● **EXCERPTED RECORDS**:
--- START ---
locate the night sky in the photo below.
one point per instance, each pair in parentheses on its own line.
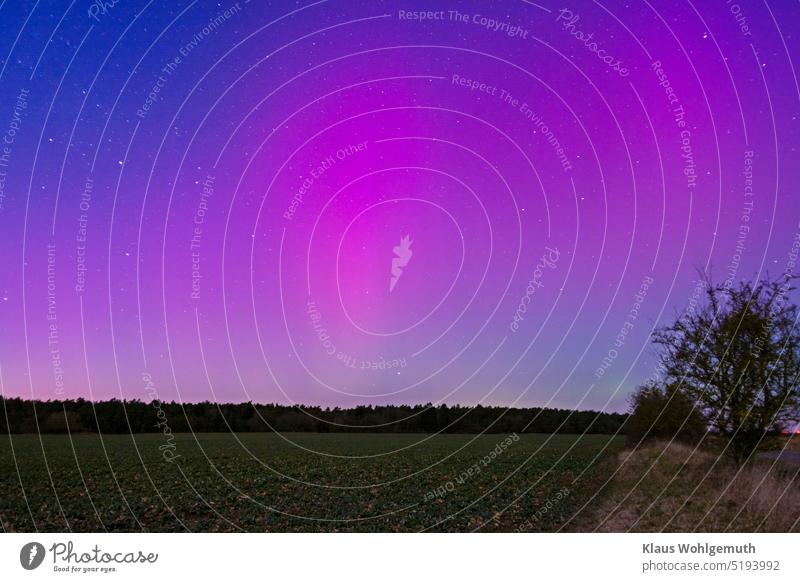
(345,203)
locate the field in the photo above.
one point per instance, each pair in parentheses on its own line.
(298,482)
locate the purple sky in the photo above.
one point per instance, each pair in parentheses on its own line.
(214,194)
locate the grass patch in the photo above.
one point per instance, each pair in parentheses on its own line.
(674,488)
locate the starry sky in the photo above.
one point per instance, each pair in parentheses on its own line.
(345,203)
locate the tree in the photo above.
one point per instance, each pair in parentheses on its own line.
(663,413)
(737,357)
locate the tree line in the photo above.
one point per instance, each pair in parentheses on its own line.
(135,416)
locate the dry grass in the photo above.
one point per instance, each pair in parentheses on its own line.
(671,488)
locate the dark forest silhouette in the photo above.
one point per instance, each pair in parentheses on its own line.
(134,416)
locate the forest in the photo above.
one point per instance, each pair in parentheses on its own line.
(135,416)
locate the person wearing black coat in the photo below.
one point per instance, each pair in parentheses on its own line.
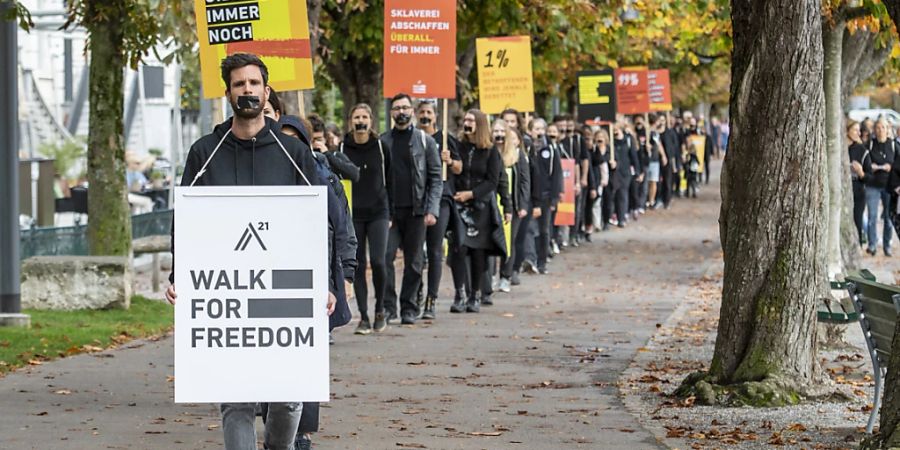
(623,167)
(476,192)
(546,188)
(371,211)
(434,235)
(859,154)
(520,202)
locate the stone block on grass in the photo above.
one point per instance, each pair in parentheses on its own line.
(76,282)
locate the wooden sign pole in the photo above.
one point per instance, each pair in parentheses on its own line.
(444,119)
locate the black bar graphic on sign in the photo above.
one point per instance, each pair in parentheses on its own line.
(279,308)
(292,279)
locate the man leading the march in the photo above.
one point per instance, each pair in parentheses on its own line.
(251,150)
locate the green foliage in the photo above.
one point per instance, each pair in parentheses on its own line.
(17,12)
(56,334)
(64,154)
(134,22)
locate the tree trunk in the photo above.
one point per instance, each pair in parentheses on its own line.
(359,82)
(771,223)
(832,40)
(109,227)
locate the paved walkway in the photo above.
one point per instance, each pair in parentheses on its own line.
(537,370)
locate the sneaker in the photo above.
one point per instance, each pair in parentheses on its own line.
(392,316)
(504,285)
(364,327)
(529,267)
(303,442)
(380,323)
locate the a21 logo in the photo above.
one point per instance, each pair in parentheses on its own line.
(250,233)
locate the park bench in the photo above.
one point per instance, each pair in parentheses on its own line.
(153,245)
(877,307)
(840,311)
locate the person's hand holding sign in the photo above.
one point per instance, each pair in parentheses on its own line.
(170,295)
(463,196)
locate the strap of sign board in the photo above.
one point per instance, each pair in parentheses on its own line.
(291,159)
(203,169)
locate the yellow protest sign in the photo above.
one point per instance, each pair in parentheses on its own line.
(504,74)
(275,30)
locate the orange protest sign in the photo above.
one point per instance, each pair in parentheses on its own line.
(504,74)
(275,30)
(565,211)
(632,96)
(420,48)
(660,90)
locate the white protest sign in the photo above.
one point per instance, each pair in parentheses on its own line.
(251,273)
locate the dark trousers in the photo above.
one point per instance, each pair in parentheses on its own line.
(620,198)
(575,230)
(859,207)
(508,264)
(434,243)
(375,233)
(606,207)
(676,183)
(476,260)
(520,241)
(542,240)
(665,185)
(407,233)
(693,182)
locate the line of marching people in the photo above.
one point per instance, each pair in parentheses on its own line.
(487,198)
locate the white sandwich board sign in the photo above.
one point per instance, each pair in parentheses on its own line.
(251,274)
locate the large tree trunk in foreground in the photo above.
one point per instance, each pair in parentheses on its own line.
(772,221)
(889,427)
(109,226)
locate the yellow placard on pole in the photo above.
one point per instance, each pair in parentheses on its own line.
(275,30)
(505,78)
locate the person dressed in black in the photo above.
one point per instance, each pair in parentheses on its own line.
(434,235)
(371,211)
(858,156)
(249,149)
(518,171)
(476,192)
(546,189)
(671,173)
(624,165)
(416,201)
(877,168)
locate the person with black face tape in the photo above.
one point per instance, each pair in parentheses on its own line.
(623,168)
(491,281)
(518,170)
(546,191)
(476,193)
(371,212)
(416,203)
(434,235)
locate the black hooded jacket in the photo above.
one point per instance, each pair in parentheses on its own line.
(261,161)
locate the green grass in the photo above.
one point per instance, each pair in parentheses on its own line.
(56,334)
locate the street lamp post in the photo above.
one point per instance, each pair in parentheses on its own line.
(10,291)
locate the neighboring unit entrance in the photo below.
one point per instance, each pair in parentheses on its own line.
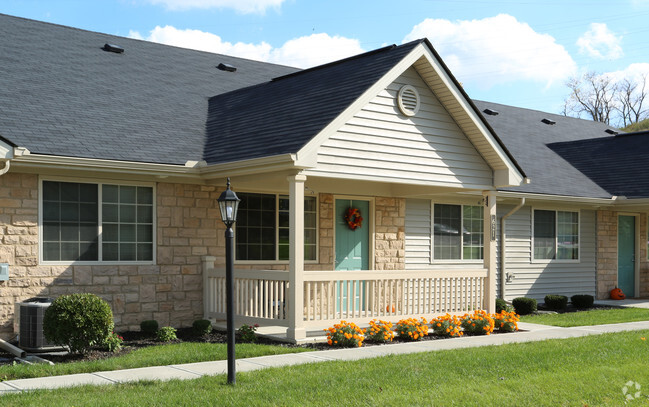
(352,246)
(626,254)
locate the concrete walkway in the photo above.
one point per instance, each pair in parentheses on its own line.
(530,333)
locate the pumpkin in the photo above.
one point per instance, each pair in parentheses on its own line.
(617,294)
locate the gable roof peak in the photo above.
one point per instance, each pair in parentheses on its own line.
(348,59)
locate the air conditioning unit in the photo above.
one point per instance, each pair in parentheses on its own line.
(30,315)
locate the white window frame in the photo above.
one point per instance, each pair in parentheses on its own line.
(432,236)
(99,183)
(556,228)
(276,261)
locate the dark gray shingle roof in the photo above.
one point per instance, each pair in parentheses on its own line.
(60,94)
(527,138)
(617,164)
(281,116)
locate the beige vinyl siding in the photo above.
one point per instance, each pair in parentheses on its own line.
(418,233)
(536,279)
(380,143)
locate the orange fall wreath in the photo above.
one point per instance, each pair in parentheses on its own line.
(353,218)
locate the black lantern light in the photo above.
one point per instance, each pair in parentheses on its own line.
(229,204)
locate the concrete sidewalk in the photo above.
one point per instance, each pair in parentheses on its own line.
(530,333)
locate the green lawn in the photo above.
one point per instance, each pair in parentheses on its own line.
(585,318)
(162,355)
(570,372)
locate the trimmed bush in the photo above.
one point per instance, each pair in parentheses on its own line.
(524,305)
(501,305)
(202,326)
(149,327)
(78,321)
(582,301)
(166,334)
(556,302)
(478,323)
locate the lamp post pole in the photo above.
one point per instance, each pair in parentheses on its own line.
(229,289)
(229,204)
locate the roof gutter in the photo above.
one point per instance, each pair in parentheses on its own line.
(557,198)
(198,170)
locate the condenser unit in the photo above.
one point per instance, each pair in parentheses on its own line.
(30,315)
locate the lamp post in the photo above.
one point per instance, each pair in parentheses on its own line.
(229,204)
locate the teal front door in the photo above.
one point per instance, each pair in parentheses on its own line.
(626,254)
(352,250)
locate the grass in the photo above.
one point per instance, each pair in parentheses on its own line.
(162,355)
(593,317)
(569,372)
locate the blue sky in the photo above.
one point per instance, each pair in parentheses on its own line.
(517,52)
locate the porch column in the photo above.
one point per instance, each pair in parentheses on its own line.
(490,259)
(296,328)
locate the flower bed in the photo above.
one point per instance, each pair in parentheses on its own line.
(479,322)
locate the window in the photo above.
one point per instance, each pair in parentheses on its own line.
(97,222)
(458,232)
(262,228)
(556,235)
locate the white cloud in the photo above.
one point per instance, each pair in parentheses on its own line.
(315,49)
(633,73)
(496,50)
(204,41)
(600,42)
(302,52)
(242,6)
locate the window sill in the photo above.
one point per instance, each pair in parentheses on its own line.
(97,263)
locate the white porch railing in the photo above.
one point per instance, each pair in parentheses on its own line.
(261,296)
(361,296)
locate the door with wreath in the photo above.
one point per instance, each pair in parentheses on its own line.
(352,247)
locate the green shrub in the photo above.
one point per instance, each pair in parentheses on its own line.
(247,333)
(556,302)
(501,305)
(582,301)
(149,327)
(78,321)
(524,305)
(202,326)
(114,342)
(166,334)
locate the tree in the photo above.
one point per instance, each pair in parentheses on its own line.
(592,95)
(630,97)
(602,98)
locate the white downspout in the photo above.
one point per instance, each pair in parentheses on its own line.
(503,268)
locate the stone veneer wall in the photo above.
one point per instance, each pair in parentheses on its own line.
(607,254)
(170,291)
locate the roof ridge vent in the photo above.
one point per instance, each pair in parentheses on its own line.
(226,67)
(113,48)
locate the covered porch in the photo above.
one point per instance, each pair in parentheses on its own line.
(301,296)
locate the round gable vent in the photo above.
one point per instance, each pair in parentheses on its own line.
(408,100)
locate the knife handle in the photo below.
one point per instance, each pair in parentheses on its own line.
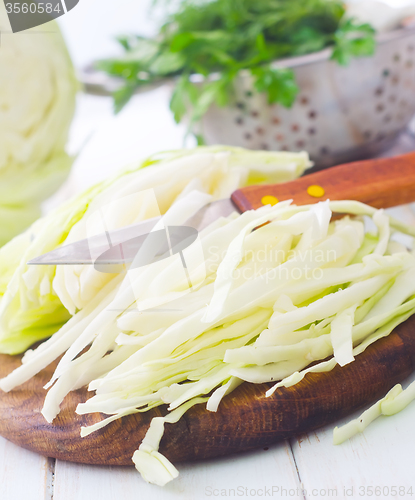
(382,183)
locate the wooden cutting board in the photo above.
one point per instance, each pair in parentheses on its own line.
(246,419)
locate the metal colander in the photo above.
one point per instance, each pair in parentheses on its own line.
(341,113)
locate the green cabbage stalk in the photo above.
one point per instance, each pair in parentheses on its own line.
(268,303)
(37,102)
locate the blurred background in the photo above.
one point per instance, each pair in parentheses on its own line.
(340,114)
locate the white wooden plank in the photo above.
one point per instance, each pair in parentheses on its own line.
(382,457)
(24,475)
(257,473)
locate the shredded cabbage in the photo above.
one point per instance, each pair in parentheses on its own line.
(37,103)
(270,300)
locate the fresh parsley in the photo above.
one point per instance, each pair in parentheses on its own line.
(219,38)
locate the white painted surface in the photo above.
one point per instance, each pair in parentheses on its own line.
(248,473)
(24,475)
(382,456)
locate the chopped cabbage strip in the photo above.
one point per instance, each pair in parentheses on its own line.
(395,401)
(270,301)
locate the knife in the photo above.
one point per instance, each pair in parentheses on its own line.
(381,183)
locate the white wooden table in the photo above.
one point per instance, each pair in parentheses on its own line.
(376,464)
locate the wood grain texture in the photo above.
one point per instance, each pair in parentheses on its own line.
(245,419)
(382,183)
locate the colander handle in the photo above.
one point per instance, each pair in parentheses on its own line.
(382,183)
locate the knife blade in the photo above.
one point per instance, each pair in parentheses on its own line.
(121,246)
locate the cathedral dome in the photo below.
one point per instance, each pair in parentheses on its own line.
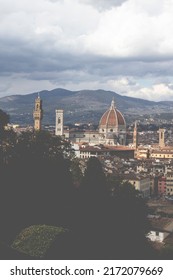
(112,118)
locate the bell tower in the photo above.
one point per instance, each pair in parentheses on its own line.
(161,137)
(38,113)
(135,136)
(59,130)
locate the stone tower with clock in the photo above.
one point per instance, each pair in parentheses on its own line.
(38,114)
(59,123)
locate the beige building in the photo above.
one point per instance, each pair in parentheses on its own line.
(140,182)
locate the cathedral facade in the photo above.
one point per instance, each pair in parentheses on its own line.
(111,131)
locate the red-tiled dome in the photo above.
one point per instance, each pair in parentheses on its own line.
(112,118)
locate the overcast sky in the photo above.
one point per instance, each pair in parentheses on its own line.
(124,46)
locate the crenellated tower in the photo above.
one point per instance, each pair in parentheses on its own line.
(59,129)
(135,136)
(38,113)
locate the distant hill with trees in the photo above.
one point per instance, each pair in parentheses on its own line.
(79,106)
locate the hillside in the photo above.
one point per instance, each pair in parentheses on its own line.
(84,106)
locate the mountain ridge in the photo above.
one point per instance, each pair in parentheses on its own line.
(82,105)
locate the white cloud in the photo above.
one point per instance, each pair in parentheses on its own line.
(105,44)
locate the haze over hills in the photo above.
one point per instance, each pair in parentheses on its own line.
(79,106)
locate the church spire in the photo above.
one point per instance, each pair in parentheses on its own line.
(38,113)
(113,104)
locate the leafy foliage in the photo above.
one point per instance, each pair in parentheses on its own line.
(36,240)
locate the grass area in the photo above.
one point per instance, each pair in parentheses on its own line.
(37,239)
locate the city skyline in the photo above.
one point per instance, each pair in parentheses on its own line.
(120,45)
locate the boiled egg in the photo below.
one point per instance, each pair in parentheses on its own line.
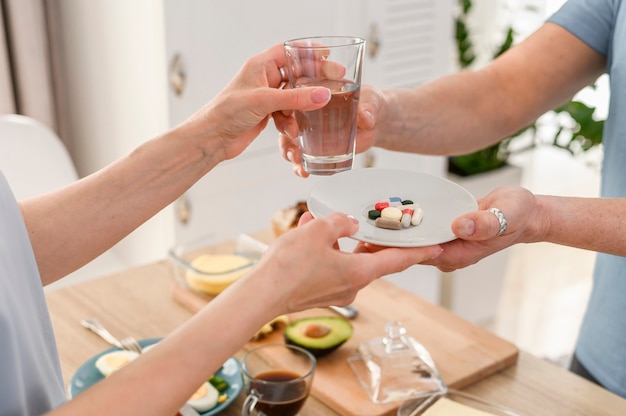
(205,398)
(114,360)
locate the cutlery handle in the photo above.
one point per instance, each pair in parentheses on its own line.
(348,312)
(96,327)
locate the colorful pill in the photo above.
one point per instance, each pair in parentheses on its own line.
(391,213)
(381,205)
(388,224)
(406,219)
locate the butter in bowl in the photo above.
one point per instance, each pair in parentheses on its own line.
(210,264)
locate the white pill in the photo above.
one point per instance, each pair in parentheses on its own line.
(391,213)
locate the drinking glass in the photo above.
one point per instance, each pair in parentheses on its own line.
(327,136)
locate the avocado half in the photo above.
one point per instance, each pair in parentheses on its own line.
(319,336)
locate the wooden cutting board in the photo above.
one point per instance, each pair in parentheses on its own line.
(463,352)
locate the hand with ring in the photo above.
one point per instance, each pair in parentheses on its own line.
(506,216)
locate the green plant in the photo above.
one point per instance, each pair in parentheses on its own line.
(576,128)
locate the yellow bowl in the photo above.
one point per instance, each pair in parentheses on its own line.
(210,264)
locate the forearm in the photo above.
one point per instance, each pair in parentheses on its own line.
(597,224)
(177,365)
(469,110)
(99,210)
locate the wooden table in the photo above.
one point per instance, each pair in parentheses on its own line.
(139,302)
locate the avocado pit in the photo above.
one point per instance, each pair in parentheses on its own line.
(318,335)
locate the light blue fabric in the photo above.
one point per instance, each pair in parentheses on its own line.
(31,381)
(601,345)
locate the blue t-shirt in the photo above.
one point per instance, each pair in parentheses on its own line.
(601,345)
(31,382)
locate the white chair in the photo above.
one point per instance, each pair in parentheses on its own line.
(35,161)
(32,157)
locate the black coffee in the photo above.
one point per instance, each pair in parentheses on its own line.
(284,398)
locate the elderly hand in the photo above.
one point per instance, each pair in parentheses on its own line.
(242,109)
(477,231)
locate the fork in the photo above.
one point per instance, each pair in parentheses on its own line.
(128,343)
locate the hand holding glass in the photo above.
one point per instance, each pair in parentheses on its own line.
(327,136)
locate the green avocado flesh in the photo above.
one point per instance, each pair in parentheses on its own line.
(319,336)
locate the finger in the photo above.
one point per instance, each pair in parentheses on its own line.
(305,99)
(286,125)
(305,218)
(291,153)
(341,225)
(394,260)
(476,226)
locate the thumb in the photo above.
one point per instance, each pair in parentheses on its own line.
(476,226)
(306,99)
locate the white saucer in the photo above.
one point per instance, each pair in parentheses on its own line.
(356,191)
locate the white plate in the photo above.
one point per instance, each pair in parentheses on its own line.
(356,191)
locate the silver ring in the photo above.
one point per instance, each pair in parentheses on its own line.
(283,74)
(501,219)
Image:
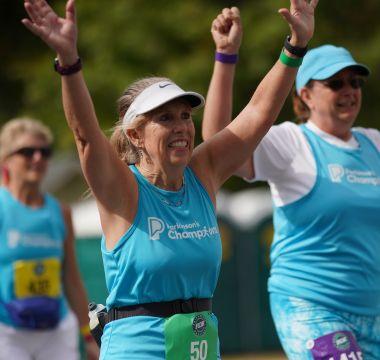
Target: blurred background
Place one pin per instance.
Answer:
--- END ---
● **EXERCISE OBJECTIVE**: These lines alone form the answer: the one containing "locate the silver ring in the photo above." and every line after it through the end of the material, exactly as written, pictures left out.

● **SOLUTION FOR THIS PROBLEM**:
locate the silver ring in the photo above.
one point per instance, each pair in parentheses on its own line.
(283,74)
(501,219)
Image:
Target: blurred background
Place one pin per instance.
Answer:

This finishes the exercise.